[Stored records]
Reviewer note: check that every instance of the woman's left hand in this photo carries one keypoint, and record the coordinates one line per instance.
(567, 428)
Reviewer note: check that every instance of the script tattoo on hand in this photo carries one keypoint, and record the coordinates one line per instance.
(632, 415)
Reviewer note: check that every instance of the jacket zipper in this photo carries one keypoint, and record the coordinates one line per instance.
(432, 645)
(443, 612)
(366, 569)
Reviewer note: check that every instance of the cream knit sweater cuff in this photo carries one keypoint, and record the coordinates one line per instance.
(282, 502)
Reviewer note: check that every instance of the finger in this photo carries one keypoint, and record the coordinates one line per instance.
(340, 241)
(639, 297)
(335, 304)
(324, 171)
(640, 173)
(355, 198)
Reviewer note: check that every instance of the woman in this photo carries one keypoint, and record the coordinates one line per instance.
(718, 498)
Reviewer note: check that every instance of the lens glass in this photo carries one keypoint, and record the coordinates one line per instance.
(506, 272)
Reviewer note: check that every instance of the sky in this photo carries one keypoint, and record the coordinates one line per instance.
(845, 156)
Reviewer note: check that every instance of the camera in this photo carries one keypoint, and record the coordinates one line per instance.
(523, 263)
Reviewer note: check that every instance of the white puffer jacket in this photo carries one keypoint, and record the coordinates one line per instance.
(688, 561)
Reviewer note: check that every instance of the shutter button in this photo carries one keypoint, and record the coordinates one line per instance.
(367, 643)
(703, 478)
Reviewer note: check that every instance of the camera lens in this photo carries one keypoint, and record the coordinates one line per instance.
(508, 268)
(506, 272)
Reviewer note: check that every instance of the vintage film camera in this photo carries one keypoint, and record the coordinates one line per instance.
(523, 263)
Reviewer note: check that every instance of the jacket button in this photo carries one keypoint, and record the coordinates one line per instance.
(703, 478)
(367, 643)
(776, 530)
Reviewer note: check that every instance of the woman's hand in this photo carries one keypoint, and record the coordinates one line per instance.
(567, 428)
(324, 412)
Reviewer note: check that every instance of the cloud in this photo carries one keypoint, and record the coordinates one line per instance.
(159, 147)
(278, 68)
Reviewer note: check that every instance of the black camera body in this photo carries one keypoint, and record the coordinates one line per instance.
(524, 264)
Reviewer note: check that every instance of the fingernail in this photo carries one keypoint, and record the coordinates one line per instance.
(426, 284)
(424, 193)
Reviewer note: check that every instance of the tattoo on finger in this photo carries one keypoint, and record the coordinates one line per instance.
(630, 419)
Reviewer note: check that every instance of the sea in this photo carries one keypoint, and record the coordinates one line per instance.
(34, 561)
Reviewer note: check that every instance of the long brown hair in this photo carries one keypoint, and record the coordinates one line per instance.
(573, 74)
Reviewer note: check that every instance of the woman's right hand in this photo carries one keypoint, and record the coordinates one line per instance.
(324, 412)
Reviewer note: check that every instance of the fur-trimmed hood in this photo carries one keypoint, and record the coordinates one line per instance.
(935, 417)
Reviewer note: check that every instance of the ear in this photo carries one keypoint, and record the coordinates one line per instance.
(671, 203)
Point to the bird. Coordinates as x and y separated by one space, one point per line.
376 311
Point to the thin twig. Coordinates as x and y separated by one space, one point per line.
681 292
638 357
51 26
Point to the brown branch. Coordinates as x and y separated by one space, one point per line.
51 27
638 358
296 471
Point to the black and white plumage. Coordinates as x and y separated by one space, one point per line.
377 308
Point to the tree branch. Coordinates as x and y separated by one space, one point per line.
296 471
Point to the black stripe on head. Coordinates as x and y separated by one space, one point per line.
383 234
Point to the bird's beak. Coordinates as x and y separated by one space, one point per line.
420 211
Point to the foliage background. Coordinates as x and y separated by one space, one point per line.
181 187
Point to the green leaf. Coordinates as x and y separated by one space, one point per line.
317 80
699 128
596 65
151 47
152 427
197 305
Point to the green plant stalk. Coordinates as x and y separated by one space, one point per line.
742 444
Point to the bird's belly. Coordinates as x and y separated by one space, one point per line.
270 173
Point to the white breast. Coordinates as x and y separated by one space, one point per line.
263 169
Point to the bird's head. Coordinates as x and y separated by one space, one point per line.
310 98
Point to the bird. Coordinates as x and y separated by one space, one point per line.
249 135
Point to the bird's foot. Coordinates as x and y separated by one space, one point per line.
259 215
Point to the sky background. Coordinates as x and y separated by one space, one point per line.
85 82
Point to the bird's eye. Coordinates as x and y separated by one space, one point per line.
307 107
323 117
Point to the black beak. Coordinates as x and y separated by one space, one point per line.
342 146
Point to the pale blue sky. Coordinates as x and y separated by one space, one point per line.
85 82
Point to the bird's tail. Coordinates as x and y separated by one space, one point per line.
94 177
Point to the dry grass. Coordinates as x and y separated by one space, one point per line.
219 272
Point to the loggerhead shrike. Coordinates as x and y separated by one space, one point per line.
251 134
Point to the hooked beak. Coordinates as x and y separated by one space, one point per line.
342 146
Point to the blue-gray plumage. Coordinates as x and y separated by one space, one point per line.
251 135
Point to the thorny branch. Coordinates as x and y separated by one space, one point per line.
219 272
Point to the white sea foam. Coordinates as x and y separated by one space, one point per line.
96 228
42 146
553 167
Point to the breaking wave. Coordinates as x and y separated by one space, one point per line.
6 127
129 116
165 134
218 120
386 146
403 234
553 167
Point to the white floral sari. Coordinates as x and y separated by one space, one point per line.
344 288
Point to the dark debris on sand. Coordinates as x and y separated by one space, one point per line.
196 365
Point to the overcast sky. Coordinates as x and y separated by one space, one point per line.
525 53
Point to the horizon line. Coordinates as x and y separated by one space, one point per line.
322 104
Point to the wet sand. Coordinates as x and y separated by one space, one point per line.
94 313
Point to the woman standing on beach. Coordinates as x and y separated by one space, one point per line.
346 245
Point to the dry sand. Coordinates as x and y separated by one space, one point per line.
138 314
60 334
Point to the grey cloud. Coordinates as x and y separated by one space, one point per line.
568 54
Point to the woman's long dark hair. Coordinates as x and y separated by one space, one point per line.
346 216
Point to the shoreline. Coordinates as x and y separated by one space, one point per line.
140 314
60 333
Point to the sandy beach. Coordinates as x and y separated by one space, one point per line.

Set task: Reproduce each record shown above without altering a single word.

Output:
Reviewer note: check that every instance of the woman's left hand in this photo carries one keypoint, and record the coordinates one line per instance.
(567, 428)
Reviewer note: check that every instance of the script tattoo on hand in this photo carries one keypoint, and record the coordinates one line per instance.
(632, 415)
Reviewer note: check that every instance of the jacket zipper in this photo carries one keypoint, and record the coordinates one line per instance.
(432, 645)
(443, 612)
(366, 569)
Reviewer note: check that every instance of the cream knit sweater cuff in this photo carries one keypoint, and record the coordinates one line per instance.
(282, 502)
Reviewer note: check that every instance of the finger in this photo carries one keypoint, and record the coordinates one line per instance.
(340, 241)
(639, 297)
(335, 304)
(324, 171)
(640, 173)
(355, 198)
Reviewer note: check that every instance of the woman in this photo carries one keypoint, and record the coordinates one line per instance.
(718, 498)
Reviewer note: check that every instance of the lens glass in this photo carries one keypoint, and record the coordinates one line per instance.
(506, 272)
Reviewer note: check that every instance of the sky in this photo carries one keypoint, and record the coordinates one line per instance.
(845, 156)
Reviewer note: check that every instance of the camera in this photo carries one keypoint, and record the coordinates one line per instance.
(523, 263)
Reviewer note: check that every instance of the white puffer jacket in this photo carries one keypoint, and record the coordinates one line per instance.
(688, 561)
Reviewer note: check that every instance of the shutter button in this photo carries one keypoint, and record the coordinates one line per instance.
(367, 643)
(703, 478)
Reviewer note: check that every instance of the camera lens in this photo carries one keypoint, and record the coordinates one line per instance.
(508, 268)
(506, 272)
Reviewer note: check that every instance of the vintage film camera in this photo carries one keypoint, and record the coordinates one line per instance.
(523, 263)
Reviewer note: check that every instance of the jacket button in this photo carries one keypoint, and record the coordinates one line per instance.
(703, 478)
(367, 643)
(776, 530)
Reviewer note: check that every instance of the woman's hand in this photo carries one keypoint, and record the coordinates one line per instance.
(567, 428)
(324, 412)
Reviewer note: check that every instance of the cloud in this photo carries one keypoint, and record the coordinates one line per instance.
(159, 147)
(278, 68)
Reviewer note: check that every instance of the black camera body in this photo carries one keypoint, and record the coordinates one line per instance.
(524, 264)
Reviewer note: check that every instance of the fingernail in this photo carries one keypoint, and record the coordinates one line per instance.
(426, 284)
(424, 193)
Reviewer note: check that every instance of the tattoo on finger in this photo carries one keypoint, and record the coordinates one line per instance.
(630, 419)
Reviewer note: check that every instance of the sea in this photo carries one keypoint, and record the coordinates one line per instance.
(34, 561)
Reviewer note: check that every instance of the long brown hair in this photo carries one keypoint, and record the coordinates one line per instance.
(573, 74)
Reviewer note: check that every instance of the woman's right hand in this photo carries one keypoint, and record the coordinates one line per instance.
(324, 412)
Reviewer note: check that every instance of the fur-trimmed hood in this photo carries one keypoint, and record the coordinates one line per instance.
(935, 417)
Reviewer note: check that every instance of the ear in this photo carries one keypoint, and record the coordinates one line per instance.
(671, 203)
Point to the bird. Coordinates as x and y separated by one space, one point per line.
376 311
Point to the thin twig. Coordinates as x and y separated by one space, one point per line.
681 292
638 357
51 26
Point to the brown branch. Coordinates as x and y separated by one space, one point per line.
51 27
638 358
296 471
Point to the black and white plumage. Coordinates as x and y separated by one space, one point per line.
377 308
Point to the tree branch. Coordinates as x and y separated by one space, one point per line.
296 471
Point to the black stripe on head. Coordinates as x and y separated by one space, one point per line.
383 234
Point to the bird's beak. Coordinates as x and y separated by one space, one point per line.
420 211
Point to the foliage background. Coordinates as x and y separated by one space, one point per line.
181 187
Point to the green leaf. Coordinates as x and y separated by one space, one point per line.
317 80
699 128
596 65
151 47
152 427
197 305
Point to the green plant stalk. Coordinates as x and y separated by one space, one point per line.
742 444
Point to the bird's belly. Coordinates as x and y separated by one space, one point per line.
270 173
Point to the white breast. Coordinates as x and y separated by one space, one point per line.
263 169
Point to the bird's head. Coordinates as x and y separated by one space, one point per line.
310 98
Point to the bird. Coordinates as x and y separated by one space, one point per line.
249 135
Point to the bird's foot. Coordinates as x and y separated by one space, one point per line.
259 215
Point to the sky background. Coordinates as x and y separated by one space, one point per line.
85 82
Point to the bird's eye. Coordinates as x and y separated by one space, one point per line.
307 107
323 117
Point to the black beak. Coordinates as x and y separated by one space, one point per line.
342 146
Point to the pale blue sky. Coordinates as x and y separated by one space, one point per line.
85 82
Point to the bird's tail. Coordinates as x and y separated by one space, one point per line.
94 177
Point to the dry grass. Coordinates as x and y separated by one space, one point per line.
219 272
Point to the loggerhead shrike. Coordinates as x and y separated by one space, one point per line.
251 134
Point to the hooked beak. Coordinates as x and y separated by one space, one point per line.
342 146
Point to the blue-gray plumage. Coordinates as x and y separated by one space, one point per line.
251 135
Point to the thorny branch. Coordinates as x and y separated by one space, one point per line.
219 272
Point to the white sea foam. Coordinates as x and y separated by one space, one point per line.
96 228
42 146
553 167
Point to the breaking wave. Coordinates as x and y separated by one space, one point per line.
6 127
129 116
165 134
218 120
386 146
403 234
553 167
Point to the white floral sari. Coordinates as x and y separated by one space, one point per line.
344 288
Point to the dark debris on sand. Coordinates as x and y separated by one space, one point per line.
196 365
Point to the overcast sky. Coordinates as x and y separated by one space, one point per line.
525 53
Point to the horizon line. Coordinates as x and y separated by one space, one point per line.
322 104
Point to the wet sand. Coordinates as x and y separated by one space, one point per line.
94 313
Point to the woman standing on beach. Coordinates as x and y separated by one space, one point per line.
346 245
Point to the dry sand. Coordinates as x and y separated by one space, one point per line.
138 314
60 334
Point to the grey cloud. Coordinates as x and y separated by one space, one point per line.
568 54
Point to the woman's long dark hair. Coordinates as x and y separated by one space, one point per line.
346 216
Point to the shoreline. Coordinates as x and y separated by one space, one point per line.
140 314
60 333
Point to the sandy beach. Coordinates as x and y separated by one space, one point per line.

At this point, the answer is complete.